--- Begin ---

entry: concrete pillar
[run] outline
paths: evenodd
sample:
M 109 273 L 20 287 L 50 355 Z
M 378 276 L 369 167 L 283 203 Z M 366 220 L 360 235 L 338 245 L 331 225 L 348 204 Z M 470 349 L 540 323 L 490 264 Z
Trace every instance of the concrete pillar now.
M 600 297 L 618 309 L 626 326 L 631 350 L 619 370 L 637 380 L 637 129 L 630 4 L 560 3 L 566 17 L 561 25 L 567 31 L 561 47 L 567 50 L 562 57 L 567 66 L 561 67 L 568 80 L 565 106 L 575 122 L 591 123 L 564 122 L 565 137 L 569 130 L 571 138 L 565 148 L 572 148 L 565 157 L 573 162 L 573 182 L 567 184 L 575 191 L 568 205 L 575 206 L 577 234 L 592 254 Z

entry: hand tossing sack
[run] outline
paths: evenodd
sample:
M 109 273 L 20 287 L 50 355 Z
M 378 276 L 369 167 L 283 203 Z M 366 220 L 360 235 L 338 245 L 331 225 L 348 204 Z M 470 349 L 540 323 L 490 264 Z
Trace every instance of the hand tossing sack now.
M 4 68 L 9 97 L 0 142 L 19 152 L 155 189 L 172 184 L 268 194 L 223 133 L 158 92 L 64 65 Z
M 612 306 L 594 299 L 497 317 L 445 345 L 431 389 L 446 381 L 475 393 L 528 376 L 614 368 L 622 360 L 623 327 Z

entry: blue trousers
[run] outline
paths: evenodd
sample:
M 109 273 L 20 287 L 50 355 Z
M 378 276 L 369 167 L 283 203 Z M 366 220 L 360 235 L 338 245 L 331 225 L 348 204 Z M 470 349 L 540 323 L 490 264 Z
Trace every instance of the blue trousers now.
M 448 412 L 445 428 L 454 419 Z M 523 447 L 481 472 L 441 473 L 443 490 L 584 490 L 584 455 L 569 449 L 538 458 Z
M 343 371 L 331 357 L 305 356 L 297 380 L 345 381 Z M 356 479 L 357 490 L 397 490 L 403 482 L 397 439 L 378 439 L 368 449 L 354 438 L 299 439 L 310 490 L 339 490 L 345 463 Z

--- End ---

#### What you need to do
Write out the records above word for word, from the line containing "entry: blue trousers" through the end of the records.

#### The answer
entry: blue trousers
[run] outline
paths: evenodd
sample:
M 109 273 L 20 287 L 50 355 Z
M 378 276 L 369 167 L 283 203 Z M 366 220 L 360 235 L 338 245 L 331 225 L 348 204 Z M 470 349 L 540 323 L 490 264 Z
Trace every instance of the blue trousers now.
M 448 412 L 445 428 L 454 419 Z M 523 447 L 481 472 L 441 473 L 443 490 L 584 490 L 584 455 L 569 449 L 538 458 Z
M 343 371 L 331 357 L 305 356 L 297 380 L 345 381 Z M 356 479 L 357 490 L 397 490 L 403 482 L 397 439 L 378 439 L 368 449 L 354 438 L 299 439 L 310 490 L 339 490 L 345 463 Z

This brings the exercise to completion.